**** Material provided
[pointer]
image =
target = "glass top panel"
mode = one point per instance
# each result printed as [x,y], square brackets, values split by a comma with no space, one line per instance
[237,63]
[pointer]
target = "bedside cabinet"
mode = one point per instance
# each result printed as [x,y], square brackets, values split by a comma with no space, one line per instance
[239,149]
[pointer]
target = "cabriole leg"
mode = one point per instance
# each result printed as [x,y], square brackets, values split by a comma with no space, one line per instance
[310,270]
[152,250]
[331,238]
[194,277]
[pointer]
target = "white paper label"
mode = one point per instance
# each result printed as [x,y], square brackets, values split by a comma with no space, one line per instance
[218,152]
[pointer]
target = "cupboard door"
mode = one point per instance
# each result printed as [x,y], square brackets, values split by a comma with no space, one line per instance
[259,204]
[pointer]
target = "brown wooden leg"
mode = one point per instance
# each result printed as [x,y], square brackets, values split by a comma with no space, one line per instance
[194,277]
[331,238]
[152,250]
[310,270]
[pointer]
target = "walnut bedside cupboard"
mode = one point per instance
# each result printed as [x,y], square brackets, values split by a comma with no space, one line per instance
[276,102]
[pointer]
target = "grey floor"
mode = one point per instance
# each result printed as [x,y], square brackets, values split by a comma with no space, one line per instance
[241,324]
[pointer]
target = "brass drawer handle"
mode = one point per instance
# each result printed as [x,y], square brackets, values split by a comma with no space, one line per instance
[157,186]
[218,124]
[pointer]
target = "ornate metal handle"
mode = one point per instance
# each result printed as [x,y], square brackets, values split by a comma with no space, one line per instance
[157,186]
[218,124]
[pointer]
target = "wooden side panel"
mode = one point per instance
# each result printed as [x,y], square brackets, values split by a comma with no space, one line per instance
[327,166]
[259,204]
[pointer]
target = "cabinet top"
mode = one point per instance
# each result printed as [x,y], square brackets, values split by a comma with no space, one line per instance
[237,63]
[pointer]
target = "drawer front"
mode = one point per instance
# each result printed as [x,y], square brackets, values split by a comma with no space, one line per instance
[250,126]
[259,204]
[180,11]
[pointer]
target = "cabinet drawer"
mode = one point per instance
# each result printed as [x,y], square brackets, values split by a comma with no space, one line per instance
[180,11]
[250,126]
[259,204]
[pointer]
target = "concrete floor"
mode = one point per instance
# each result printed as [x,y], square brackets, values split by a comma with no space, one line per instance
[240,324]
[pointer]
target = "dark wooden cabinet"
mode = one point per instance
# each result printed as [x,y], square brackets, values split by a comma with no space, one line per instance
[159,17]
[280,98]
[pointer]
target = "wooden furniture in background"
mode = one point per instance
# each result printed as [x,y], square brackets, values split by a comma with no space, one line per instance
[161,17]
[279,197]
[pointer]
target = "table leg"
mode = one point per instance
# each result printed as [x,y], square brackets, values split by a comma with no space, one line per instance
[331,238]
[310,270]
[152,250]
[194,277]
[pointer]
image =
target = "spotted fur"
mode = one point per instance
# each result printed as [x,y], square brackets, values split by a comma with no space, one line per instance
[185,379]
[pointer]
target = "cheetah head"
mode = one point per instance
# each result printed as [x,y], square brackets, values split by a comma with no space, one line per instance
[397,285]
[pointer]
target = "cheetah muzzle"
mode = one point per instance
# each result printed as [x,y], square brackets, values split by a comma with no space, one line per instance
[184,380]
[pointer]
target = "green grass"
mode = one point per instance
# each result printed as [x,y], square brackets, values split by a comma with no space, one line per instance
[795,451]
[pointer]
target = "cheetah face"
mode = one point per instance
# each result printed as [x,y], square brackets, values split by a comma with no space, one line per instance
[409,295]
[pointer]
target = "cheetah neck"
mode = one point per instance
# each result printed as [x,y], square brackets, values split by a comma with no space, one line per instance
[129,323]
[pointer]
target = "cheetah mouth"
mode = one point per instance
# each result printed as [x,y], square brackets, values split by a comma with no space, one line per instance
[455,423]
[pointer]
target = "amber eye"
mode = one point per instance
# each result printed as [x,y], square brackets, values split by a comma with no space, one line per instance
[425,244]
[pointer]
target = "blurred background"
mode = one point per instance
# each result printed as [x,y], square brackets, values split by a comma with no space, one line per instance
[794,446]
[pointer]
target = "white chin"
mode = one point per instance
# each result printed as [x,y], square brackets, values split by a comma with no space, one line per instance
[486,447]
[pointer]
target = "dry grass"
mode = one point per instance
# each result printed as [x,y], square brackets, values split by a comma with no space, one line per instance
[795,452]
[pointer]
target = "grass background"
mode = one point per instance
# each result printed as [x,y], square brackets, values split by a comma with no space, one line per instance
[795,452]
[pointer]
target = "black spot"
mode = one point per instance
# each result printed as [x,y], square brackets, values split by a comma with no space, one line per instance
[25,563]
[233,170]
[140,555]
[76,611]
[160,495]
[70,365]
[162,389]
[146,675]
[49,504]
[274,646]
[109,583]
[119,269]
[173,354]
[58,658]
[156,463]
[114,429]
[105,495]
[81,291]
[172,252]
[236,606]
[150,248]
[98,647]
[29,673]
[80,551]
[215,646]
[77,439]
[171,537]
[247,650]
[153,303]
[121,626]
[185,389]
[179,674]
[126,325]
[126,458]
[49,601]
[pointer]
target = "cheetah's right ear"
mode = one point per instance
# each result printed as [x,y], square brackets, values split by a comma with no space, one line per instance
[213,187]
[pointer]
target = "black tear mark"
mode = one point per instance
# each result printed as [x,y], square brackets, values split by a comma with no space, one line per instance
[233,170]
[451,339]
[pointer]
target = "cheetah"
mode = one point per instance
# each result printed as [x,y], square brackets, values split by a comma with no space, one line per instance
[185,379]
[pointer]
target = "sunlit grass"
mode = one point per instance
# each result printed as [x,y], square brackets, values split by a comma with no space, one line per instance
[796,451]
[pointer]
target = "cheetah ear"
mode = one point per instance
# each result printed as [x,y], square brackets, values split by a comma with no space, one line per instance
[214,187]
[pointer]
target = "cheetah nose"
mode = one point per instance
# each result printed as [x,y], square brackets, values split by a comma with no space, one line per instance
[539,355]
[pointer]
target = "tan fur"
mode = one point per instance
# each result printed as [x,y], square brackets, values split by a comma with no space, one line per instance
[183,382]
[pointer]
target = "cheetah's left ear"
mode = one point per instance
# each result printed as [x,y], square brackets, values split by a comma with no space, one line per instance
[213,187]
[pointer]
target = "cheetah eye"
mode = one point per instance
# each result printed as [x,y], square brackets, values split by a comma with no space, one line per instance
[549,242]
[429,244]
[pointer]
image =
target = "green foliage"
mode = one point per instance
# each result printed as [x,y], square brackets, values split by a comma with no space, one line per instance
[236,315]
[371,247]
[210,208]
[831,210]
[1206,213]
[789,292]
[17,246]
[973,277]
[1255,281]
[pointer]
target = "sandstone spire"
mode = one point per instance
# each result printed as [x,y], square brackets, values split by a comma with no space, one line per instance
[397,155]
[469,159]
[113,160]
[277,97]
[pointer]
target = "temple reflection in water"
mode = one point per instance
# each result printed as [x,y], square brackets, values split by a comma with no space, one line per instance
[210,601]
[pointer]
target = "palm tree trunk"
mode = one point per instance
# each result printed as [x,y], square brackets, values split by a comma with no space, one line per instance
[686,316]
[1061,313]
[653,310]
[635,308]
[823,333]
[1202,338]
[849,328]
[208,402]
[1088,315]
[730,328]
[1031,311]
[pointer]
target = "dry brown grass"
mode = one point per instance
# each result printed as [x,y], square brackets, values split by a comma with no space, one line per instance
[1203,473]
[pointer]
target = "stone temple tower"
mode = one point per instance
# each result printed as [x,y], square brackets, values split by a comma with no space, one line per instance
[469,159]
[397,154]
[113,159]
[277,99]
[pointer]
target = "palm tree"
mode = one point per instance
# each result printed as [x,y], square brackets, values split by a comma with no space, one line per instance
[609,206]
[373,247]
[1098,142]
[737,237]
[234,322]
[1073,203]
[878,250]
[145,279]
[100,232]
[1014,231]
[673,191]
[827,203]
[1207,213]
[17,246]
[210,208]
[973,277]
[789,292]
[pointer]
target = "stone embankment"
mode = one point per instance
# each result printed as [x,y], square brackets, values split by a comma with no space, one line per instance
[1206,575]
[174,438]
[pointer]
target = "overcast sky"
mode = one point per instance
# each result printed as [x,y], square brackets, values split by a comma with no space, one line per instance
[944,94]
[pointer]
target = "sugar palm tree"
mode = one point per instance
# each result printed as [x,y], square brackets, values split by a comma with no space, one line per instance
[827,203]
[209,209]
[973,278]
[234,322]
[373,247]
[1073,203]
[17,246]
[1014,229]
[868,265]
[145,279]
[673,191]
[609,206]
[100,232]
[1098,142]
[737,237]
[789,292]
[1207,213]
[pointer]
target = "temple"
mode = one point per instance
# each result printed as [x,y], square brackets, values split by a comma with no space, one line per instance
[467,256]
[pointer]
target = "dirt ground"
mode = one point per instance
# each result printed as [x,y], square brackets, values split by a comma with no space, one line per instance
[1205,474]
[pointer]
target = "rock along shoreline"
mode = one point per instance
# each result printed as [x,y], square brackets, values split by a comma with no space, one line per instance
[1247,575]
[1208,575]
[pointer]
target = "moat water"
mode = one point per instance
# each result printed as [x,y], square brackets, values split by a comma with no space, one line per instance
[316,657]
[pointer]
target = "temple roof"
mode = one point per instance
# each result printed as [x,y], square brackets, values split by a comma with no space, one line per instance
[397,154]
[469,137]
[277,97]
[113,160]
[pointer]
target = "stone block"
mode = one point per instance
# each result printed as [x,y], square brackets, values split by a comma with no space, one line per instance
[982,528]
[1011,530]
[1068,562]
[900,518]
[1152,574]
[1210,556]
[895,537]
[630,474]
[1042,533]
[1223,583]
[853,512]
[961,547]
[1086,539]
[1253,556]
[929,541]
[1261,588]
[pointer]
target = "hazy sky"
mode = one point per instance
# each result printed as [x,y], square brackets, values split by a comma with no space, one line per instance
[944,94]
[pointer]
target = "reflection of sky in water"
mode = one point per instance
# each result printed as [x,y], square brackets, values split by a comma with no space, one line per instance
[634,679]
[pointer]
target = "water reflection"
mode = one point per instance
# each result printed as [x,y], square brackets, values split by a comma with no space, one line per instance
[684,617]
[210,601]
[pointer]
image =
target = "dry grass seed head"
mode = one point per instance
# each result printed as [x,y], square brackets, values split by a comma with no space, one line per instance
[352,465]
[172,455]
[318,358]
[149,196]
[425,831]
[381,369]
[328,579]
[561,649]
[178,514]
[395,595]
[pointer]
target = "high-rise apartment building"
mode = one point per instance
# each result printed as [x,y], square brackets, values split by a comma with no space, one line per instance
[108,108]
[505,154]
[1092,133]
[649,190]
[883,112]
********
Requirement - Go through the material above, find each line with the string "drawer", and copy it.

Exercise response -
target = "brass drawer handle"
target = "drawer front"
target = "cabinet drawer"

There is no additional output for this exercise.